- _Task instructions_:
**1)** Decide whether each statement below agrees with the query syntax excerpt, answering yes or no and quoting the deciding words of the excerpt: (a) Pseudocolumns can be inserted into a table. (b) TBNAME represents the table name of a subtable. (c) _qstart and _qend may appear in the WHERE clause.
**2)** From the query syntax excerpt, list every pseudocolumn it names.

Begin Page excerpt

Return the tag columns of all subtables:
SELECT TAGS tag_name [, tag_name ...] FROM stb_name
Result Set Column Names
In the SELECT
clause, if the column names of the result set are not specified, the default column names of the result set use the expression names in the SELECT
clause. Additionally, users can use AS
to rename the columns in the result set. For example:
taos> SELECT ts, ts AS primary_key_ts FROM d1001;
However, renaming individual columns is not supported for first(*)
, last(*)
, last_row(*)
.
Pseudo Columns
Pseudo Columns: The behavior of pseudocolumns is similar to regular data columns, but they are not actually stored in the table. Pseudocolumns can be queried, but cannot be inserted, updated, or deleted. Pseudo columns are somewhat like functions without parameters. Below are the available pseudo columns:
TBNAME
TBNAME
can be considered a special tag in a supertable, representing the table name of a subtable.
Retrieve all subtable names and related tag information from a supertable:
SELECT TAGS TBNAME, location FROM meters;
It is recommended that users query the subtable tag information of supertables using the INS_TAGS system table under INFORMATION_SCHEMA, for example, to get all subtable names and tag values of the supertable meters:
SELECT table_name, tag_name, tag_type, tag_value FROM information_schema.ins_tags WHERE stable_name='meters';
Count the number of subtables under a supertable:
SELECT COUNT(*) FROM (SELECT DISTINCT TBNAME FROM meters);
Both queries only support adding filtering conditions for tags (TAGS) in the WHERE clause.
_QSTART/_QEND
_qstart and _qend represent the query time range input by the user, i.e., the time range limited by the primary key timestamp condition in the WHERE clause. If there is no valid primary key timestamp condition in the WHERE clause, the time range is [-2^63, 2^63-1].
_qstart and _qend cannot be used in the WHERE clause.
_WSTART/_WEND/_WDURATION _wstart pseudocolumn, _wend pseudo column, and _wduration pseudo column _wstart represents the window start timestamp, _wend represents the window end timestamp, _wduration represents the window duration.

End Page excerpt
Begin Data

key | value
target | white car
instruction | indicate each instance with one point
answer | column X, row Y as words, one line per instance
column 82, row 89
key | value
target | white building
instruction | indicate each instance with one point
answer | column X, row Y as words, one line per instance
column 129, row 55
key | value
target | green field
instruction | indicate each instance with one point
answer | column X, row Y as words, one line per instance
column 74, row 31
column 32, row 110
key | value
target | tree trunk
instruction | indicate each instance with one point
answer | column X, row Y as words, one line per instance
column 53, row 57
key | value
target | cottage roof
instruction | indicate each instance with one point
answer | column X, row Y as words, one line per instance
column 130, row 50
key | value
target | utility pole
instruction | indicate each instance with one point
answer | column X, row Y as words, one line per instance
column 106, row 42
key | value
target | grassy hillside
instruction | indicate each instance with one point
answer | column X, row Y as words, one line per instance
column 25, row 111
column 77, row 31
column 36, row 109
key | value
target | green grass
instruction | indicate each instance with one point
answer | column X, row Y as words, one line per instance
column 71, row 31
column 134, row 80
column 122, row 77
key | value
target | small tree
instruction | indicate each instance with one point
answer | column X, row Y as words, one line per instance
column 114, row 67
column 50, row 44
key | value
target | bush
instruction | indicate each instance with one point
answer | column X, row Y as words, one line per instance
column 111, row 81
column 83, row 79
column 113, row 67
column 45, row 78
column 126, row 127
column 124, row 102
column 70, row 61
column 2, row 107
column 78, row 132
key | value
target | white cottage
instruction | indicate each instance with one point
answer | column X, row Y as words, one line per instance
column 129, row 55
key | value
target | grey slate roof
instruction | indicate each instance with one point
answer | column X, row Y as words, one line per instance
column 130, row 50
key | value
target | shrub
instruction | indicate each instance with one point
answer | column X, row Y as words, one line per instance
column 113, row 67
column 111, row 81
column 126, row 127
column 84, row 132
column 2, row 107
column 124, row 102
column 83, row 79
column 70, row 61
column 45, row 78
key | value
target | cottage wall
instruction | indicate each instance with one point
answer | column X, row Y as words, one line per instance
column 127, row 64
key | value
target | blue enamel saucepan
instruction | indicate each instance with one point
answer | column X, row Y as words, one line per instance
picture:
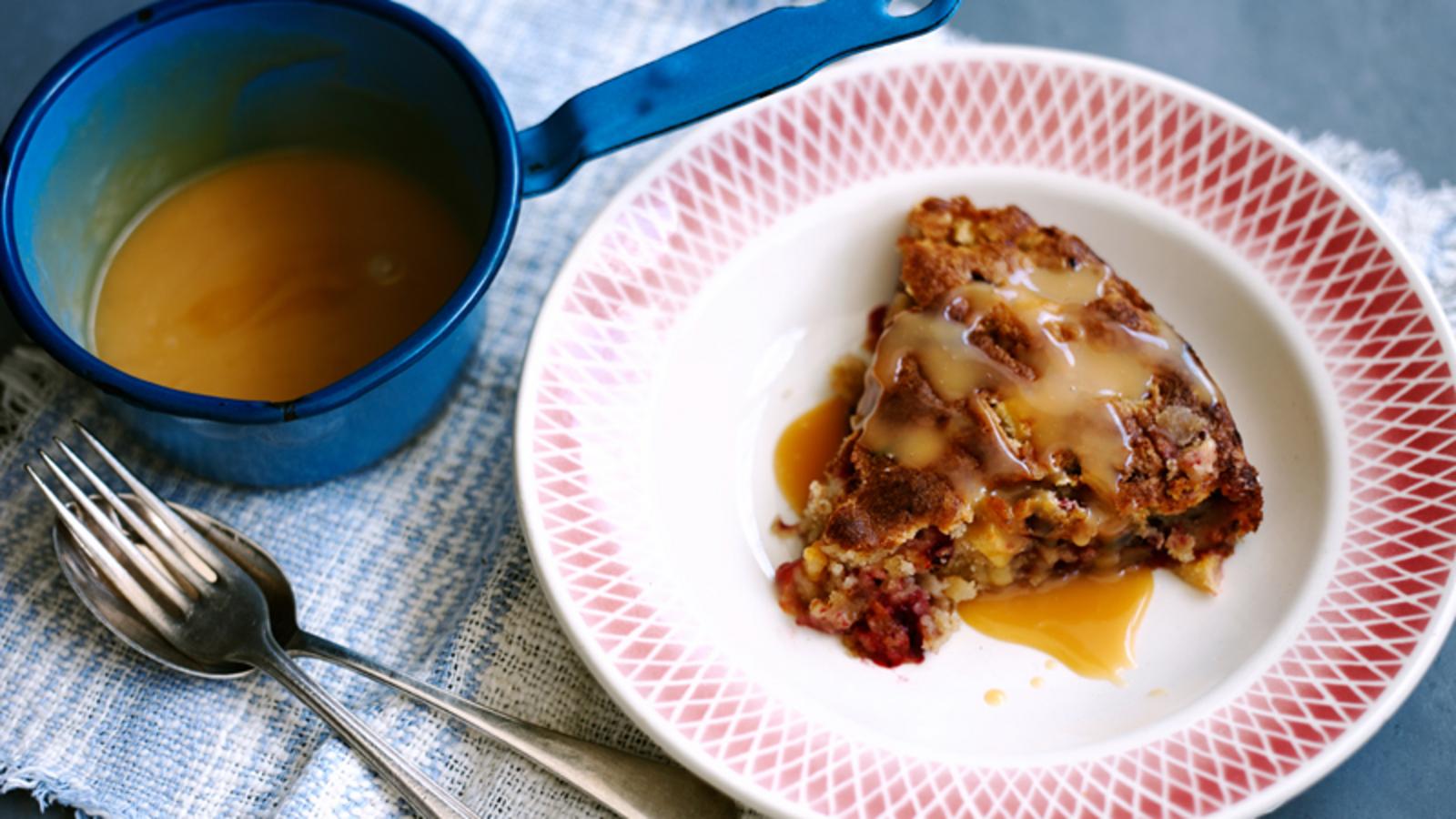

End Data

- _Task results_:
**1)**
(a) No: "Pseudocolumns can be queried, but cannot be inserted, updated, or deleted."
(b) Yes: "can be considered a special tag in a supertable, representing the table name of a subtable."
(c) No: "_qstart and _qend cannot be used in the WHERE clause."

**2)** TBNAME, _qstart, _qend, _wstart, _wend, _wduration